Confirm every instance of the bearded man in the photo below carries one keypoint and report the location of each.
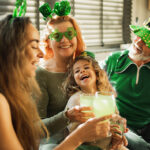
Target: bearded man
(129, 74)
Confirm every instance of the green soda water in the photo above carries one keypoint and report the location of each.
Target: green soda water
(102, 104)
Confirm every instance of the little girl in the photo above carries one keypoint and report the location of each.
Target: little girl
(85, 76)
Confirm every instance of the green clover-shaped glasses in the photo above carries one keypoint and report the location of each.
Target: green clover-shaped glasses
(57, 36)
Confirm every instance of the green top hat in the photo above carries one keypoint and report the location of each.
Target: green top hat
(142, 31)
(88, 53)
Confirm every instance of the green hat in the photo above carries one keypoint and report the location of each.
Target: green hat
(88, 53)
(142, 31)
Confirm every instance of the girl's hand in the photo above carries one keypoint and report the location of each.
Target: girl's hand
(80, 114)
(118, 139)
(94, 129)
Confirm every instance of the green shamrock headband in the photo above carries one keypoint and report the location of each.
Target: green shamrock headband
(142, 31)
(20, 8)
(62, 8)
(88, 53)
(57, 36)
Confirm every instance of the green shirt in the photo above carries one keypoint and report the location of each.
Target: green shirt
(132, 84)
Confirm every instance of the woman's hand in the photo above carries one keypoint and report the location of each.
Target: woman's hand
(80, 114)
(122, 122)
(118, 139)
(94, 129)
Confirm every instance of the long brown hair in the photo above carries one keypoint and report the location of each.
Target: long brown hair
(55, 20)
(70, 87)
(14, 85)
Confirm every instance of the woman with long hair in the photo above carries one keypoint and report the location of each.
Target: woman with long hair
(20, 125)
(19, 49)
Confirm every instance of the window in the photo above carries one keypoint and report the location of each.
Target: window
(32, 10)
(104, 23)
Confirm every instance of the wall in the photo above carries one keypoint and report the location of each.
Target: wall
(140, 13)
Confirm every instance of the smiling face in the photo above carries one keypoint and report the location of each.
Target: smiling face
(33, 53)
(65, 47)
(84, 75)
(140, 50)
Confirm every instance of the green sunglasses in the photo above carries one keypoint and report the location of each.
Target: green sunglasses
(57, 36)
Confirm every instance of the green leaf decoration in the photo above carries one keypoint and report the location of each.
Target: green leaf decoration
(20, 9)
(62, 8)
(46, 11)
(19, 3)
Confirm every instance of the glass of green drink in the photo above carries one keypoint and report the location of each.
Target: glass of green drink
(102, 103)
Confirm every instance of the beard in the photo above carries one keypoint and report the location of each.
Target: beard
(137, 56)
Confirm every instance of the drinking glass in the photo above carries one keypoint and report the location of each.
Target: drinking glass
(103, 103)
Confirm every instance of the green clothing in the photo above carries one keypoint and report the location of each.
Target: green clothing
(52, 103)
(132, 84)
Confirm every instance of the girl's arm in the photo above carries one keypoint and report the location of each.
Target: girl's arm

:::::

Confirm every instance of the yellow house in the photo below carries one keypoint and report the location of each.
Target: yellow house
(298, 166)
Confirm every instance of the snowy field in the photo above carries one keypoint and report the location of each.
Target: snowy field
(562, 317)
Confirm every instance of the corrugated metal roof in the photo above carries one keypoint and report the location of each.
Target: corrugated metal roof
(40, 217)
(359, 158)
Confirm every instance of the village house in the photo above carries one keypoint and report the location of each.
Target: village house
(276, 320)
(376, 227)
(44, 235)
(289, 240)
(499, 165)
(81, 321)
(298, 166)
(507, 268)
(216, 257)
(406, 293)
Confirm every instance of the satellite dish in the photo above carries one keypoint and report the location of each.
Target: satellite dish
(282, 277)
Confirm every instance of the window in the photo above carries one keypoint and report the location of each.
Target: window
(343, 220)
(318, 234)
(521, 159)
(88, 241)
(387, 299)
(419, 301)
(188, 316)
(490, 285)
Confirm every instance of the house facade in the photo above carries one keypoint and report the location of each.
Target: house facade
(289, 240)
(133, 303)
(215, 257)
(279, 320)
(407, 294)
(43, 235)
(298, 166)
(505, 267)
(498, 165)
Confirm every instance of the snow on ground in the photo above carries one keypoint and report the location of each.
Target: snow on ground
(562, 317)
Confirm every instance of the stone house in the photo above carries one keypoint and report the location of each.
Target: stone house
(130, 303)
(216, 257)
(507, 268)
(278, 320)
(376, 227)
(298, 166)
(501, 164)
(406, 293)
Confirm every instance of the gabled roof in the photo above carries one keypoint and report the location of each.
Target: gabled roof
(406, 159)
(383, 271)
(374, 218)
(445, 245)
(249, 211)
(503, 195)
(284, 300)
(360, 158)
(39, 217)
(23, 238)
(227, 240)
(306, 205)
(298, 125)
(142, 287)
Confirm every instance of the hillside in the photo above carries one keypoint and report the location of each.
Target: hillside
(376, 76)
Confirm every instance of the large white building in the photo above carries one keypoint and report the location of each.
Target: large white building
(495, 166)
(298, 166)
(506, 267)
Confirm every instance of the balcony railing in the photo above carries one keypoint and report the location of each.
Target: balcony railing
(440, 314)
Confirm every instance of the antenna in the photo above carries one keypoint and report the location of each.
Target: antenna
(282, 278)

:::::

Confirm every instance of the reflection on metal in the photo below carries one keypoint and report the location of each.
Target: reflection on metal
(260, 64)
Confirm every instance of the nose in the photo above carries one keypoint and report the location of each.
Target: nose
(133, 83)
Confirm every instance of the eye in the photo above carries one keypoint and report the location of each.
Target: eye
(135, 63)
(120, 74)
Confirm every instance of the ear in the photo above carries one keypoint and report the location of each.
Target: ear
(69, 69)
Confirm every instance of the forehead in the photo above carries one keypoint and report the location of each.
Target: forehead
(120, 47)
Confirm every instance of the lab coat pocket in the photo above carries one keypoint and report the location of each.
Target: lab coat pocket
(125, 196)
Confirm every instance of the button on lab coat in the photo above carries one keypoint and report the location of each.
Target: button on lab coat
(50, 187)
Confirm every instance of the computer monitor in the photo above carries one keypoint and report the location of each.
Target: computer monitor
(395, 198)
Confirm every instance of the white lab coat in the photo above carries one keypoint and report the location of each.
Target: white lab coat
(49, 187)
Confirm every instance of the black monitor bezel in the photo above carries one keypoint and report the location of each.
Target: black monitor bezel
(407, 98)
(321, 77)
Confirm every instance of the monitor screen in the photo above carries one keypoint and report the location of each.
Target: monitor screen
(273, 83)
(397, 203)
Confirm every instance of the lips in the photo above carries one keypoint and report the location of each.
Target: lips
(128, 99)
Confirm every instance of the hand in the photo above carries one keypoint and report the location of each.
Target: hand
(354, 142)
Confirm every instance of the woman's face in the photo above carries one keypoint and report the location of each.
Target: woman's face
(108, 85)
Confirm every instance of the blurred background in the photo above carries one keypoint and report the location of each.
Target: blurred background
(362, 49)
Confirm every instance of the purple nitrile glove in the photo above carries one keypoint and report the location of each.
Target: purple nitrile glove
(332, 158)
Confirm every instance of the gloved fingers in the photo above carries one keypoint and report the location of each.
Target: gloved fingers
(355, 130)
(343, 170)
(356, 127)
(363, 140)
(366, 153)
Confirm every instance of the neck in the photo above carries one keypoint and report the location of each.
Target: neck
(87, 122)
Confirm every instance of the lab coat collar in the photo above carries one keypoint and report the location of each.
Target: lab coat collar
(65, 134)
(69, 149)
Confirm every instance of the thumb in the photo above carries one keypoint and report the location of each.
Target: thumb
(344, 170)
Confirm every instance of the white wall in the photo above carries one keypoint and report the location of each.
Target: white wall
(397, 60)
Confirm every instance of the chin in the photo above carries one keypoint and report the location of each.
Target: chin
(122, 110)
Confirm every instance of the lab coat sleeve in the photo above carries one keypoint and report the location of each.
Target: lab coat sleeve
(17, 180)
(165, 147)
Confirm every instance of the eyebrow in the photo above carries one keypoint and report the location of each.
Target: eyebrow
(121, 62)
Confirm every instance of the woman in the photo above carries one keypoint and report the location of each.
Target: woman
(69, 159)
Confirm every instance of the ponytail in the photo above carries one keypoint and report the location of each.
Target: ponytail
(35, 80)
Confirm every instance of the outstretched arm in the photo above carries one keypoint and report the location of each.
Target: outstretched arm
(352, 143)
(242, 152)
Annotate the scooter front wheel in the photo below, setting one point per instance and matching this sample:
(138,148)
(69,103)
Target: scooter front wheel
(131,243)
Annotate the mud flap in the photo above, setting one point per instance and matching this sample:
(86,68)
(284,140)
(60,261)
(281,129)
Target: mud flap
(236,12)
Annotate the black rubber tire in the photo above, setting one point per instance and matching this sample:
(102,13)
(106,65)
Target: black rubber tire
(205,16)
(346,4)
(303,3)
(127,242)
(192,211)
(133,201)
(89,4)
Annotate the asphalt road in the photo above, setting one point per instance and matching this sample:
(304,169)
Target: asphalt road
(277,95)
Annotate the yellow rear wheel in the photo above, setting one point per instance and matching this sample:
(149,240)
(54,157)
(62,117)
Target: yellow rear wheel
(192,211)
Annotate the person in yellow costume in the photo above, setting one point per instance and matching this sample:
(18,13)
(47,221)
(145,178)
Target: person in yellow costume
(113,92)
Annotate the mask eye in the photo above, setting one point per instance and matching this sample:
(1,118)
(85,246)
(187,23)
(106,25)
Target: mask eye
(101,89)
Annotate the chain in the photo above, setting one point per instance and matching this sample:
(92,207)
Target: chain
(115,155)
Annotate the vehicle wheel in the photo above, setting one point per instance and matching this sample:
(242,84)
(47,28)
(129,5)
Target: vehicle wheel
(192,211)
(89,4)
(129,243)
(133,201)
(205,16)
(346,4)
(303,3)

:::::

ASSIGNED TASK: Select and copy every line of the material that holds the string "below".

WRITTEN RESPONSE:
Confirm every instance of the bearded man in the photo below carries one keypoint and report the location of each.
Confirm every instance of the yellow house in the photo below carries one keypoint and report the location of each.
Confirm every instance of the reflection on metal in the photo below carries one keypoint and report the location of each.
Annotate the scooter front wheel in the photo below, setting one point per instance and matching this sample:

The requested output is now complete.